-- Stored records --
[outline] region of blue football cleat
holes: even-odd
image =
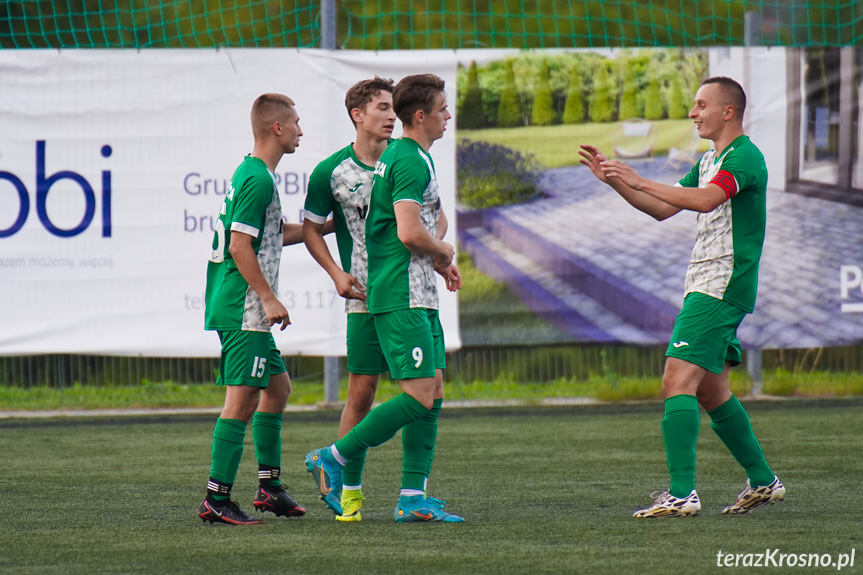
[[[402,496],[393,511],[397,523],[424,523],[443,521],[444,523],[464,523],[464,517],[447,513],[440,500],[429,501],[422,495]]]
[[[320,499],[342,515],[342,466],[333,458],[328,447],[315,449],[306,455],[306,469],[315,478]]]

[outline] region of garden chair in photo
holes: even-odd
[[[653,122],[642,118],[624,120],[611,132],[614,154],[622,160],[652,157],[655,143],[656,130]]]
[[[687,167],[692,166],[698,161],[698,130],[695,126],[691,126],[680,135],[674,142],[674,145],[668,149],[668,159],[665,160],[666,166],[672,166],[675,170],[679,170],[681,165]]]

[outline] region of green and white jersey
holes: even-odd
[[[357,159],[353,144],[342,148],[312,172],[303,216],[323,224],[333,214],[342,269],[363,286],[368,284],[366,213],[373,176],[374,168]],[[347,299],[345,311],[368,313],[369,308],[364,301]]]
[[[375,166],[375,179],[366,219],[369,254],[369,311],[423,307],[438,309],[434,258],[411,252],[399,240],[394,205],[416,202],[420,219],[437,237],[440,196],[434,163],[410,138],[392,142]]]
[[[273,291],[279,292],[282,258],[282,204],[276,176],[260,158],[246,156],[231,177],[216,221],[207,265],[204,328],[270,331],[264,303],[240,274],[228,251],[231,234],[252,236],[258,265]]]
[[[703,188],[710,183],[721,187],[728,200],[698,214],[685,293],[704,293],[752,313],[767,222],[764,156],[747,136],[739,136],[721,154],[704,154],[679,185]]]

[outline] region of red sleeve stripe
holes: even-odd
[[[722,191],[725,192],[726,200],[730,200],[738,191],[737,180],[734,179],[731,172],[726,170],[719,170],[709,183],[716,184],[722,188]]]

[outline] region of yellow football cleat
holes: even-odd
[[[363,508],[364,499],[362,489],[342,491],[342,514],[336,515],[336,521],[362,521],[363,514],[360,510]]]

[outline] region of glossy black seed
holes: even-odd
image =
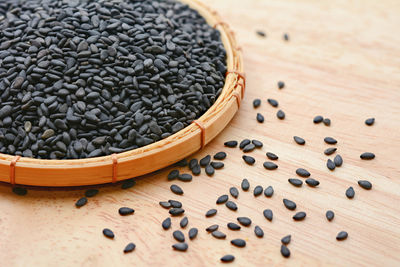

-- TASK PROMPT --
A complete and exact copy of the records is required. Exclude the pictures.

-- TASK SOLUTION --
[outline] region of blue football cleat
holes: even-odd
image =
[[[402,496],[393,511],[397,523],[424,523],[443,521],[444,523],[464,523],[464,517],[447,513],[440,500],[429,501],[422,495]]]
[[[320,499],[342,515],[342,466],[333,458],[328,447],[315,449],[306,455],[306,469],[315,478]]]

[outline] region of garden chair in photo
holes: even-odd
[[[653,122],[642,118],[624,120],[611,132],[614,154],[622,160],[652,157],[655,143],[656,130]]]
[[[687,167],[692,166],[698,161],[698,130],[695,126],[691,126],[680,135],[674,142],[674,145],[668,149],[668,159],[665,160],[666,166],[672,166],[675,170],[679,170],[681,165]]]

[outline] region of green and white jersey
holes: even-odd
[[[357,159],[353,144],[342,148],[312,172],[303,216],[323,224],[333,214],[342,269],[363,286],[368,284],[366,213],[373,176],[374,168]],[[347,299],[345,311],[368,313],[369,308],[364,301]]]
[[[375,166],[375,179],[366,219],[369,254],[369,311],[423,307],[438,309],[434,258],[411,252],[399,240],[394,205],[416,202],[420,219],[437,237],[440,196],[434,163],[410,138],[392,142]]]
[[[273,291],[279,292],[282,258],[282,204],[276,176],[260,158],[246,156],[231,177],[216,221],[207,265],[204,328],[270,331],[264,303],[240,274],[228,251],[231,234],[252,236],[258,265]]]
[[[703,188],[710,183],[721,187],[728,200],[698,214],[685,293],[704,293],[752,313],[767,222],[764,156],[747,136],[739,136],[721,154],[704,154],[679,185]]]

[outline] region of red sleeve stripe
holes: even-odd
[[[722,191],[725,192],[726,200],[730,200],[738,191],[737,180],[734,179],[731,172],[726,170],[719,170],[709,183],[716,184],[722,188]]]

[outline] region of yellow football cleat
holes: even-odd
[[[363,508],[364,499],[362,489],[342,491],[342,514],[336,515],[336,521],[362,521],[363,514],[360,510]]]

[outline] region of glossy black seed
holes: even-odd
image =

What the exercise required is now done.